═════ PASSAGE TO READ

The PMRI selection process should accord priority to terminology development efforts that are linked to, and integrated with, related clinical document architecture, format and messaging standards, such as the HL7 vocabulary standards development process. Representatives from the major divisions of NCI will become more active participants in the standards activities of HL7 as we feel that an inclusive, collaborative process offers the best opportunity to leverage the power of multiple developers. Cooperative endeavors at the federal level such as the National Drug File Reference Terminology (NDF-RT), a joint development effort of the VA, FDA, NLM, and most recently NCI, may also serve as a model for further collaborations.
The criteria outlined by the committee for PMRI terminologies cover the main principles for sound practice in the creation and maintenance of medical vocabularies, and would generally apply to all sources. Under the category of general criterion, I would add that vocabulary sources should have explicit, defined, and regular processes for technical and content quality review and assurance. And I would emphasize again under maintenance the necessity of a consistent, reliable, responsive and rapid update process sensitive to the changing needs of the national health community. Content control and regular review by domain experts is essential for usability and validity, and should be a hallmark of every specialized vocabulary or vocabulary domain.
PMRI terminology developers should be encouraged, but not necessarily required, to be accredited as ANSI standard developers. Market acceptance of well-principled terminologies can create de facto standards. However standards that purport to serve the needs of a diverse community ought to be open to community involvement.
Standard coding vocabularies, especially those promoted as major reference terminologies, should not be burdened by undue intellectual property constraints. Additions and enhancements to core structures must not be impeded by copyright restrictions. Terminologies are most likely to serve the community if the community has a sense of ownership, and can bring their expertise to bear in making improvements. The inherent difficulties in overcoming such intellectual property barriers spurred recent initiatives to develop standardized, open resources such as the newly announced Open Health Terminology (OHT) effort.
Finally, PMRI terminologies cannot be examined without looking also at the tools available to create and maintain them, and the integrity of the mappings between them. In fact, accurate mapping is a task often as complex, and as much an intellectual product, as the vocabulary itself. The ownership, maintenance and integrity of mappings between all major, required reporting vocabularies for PMRI should be as explicit as the requirements for maintenance of the terminologies themselves. The relative lack of sophisticated tools for this task presents another barrier to integration.
The challenges encountered by the NCI in creating a more unified terminology for oncology reflect many of the same complexities involved in terminology standards for PMRI. We will continue to work with the health care community on shared solutions. I would like to thank my colleagues Frank Hartel, Sherri de Coronado, James Oberthaler and Larry Wright for their contributions to this testimony. I thank the committee again for the opportunity to provide comments on this process.

══════════
═════ INFORMATION SHOWN

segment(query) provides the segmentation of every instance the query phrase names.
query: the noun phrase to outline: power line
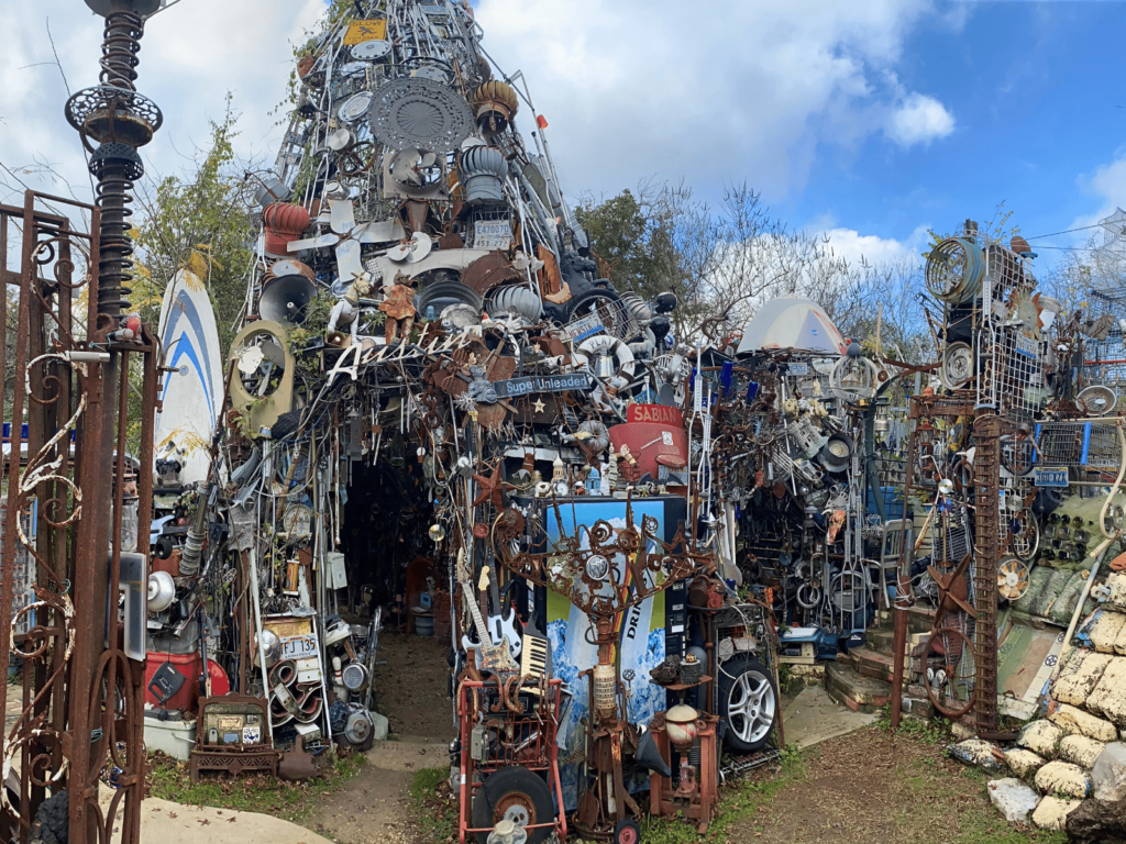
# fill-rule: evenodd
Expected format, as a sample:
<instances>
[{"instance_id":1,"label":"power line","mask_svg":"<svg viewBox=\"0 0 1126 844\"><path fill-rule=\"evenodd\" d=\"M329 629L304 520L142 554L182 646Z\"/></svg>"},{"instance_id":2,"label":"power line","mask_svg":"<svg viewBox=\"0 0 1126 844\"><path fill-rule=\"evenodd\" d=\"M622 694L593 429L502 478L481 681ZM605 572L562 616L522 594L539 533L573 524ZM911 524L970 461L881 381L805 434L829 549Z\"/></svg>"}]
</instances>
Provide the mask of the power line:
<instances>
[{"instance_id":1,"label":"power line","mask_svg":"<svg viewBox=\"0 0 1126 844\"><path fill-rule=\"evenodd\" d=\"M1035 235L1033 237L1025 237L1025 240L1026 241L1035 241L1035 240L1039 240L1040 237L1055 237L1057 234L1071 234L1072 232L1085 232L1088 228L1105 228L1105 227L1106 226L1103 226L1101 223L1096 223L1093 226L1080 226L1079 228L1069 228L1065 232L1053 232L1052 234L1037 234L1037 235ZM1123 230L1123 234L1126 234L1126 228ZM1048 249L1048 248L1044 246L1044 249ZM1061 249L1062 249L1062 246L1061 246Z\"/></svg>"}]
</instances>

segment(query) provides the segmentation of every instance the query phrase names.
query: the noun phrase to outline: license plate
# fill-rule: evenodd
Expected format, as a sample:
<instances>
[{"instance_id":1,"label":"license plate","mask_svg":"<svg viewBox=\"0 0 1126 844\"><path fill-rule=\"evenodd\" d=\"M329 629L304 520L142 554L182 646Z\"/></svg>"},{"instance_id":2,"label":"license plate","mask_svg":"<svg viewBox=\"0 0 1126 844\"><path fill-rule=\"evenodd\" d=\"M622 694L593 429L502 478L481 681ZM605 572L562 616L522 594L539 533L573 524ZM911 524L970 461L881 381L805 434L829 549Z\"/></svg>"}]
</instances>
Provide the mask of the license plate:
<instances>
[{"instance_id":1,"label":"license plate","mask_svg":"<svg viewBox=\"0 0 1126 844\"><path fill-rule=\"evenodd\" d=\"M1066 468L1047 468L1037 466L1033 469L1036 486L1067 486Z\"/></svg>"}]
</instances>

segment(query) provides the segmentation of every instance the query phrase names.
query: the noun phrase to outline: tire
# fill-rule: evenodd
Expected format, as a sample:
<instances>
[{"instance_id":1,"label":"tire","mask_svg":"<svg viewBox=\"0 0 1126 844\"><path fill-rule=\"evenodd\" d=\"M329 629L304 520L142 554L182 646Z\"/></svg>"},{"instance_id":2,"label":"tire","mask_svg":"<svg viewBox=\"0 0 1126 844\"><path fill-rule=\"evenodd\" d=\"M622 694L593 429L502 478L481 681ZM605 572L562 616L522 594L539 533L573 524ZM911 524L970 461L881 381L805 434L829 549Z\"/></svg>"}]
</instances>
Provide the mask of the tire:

══════════

### [PARTS OF THE EXERCISE]
a - Repeat, word for word, the stretch of the PMRI terminology testimony that starts with "Finally, PMRI terminologies" and ends with "barrier to integration.".
b - Render this sentence from the PMRI terminology testimony in Spanish: "Market acceptance of well-principled terminologies can create de facto standards."

### [SOLUTIONS IN ORDER]
a -
Finally, PMRI terminologies cannot be examined without looking also at the tools available to create and maintain them, and the integrity of the mappings between them. In fact, accurate mapping is a task often as complex, and as much an intellectual product, as the vocabulary itself. The ownership, maintenance and integrity of mappings between all major, required reporting vocabularies for PMRI should be as explicit as the requirements for maintenance of the terminologies themselves. The relative lack of sophisticated tools for this task presents another barrier to integration.

b - La aceptación en el mercado de terminologías bien fundamentadas puede crear estándares de facto.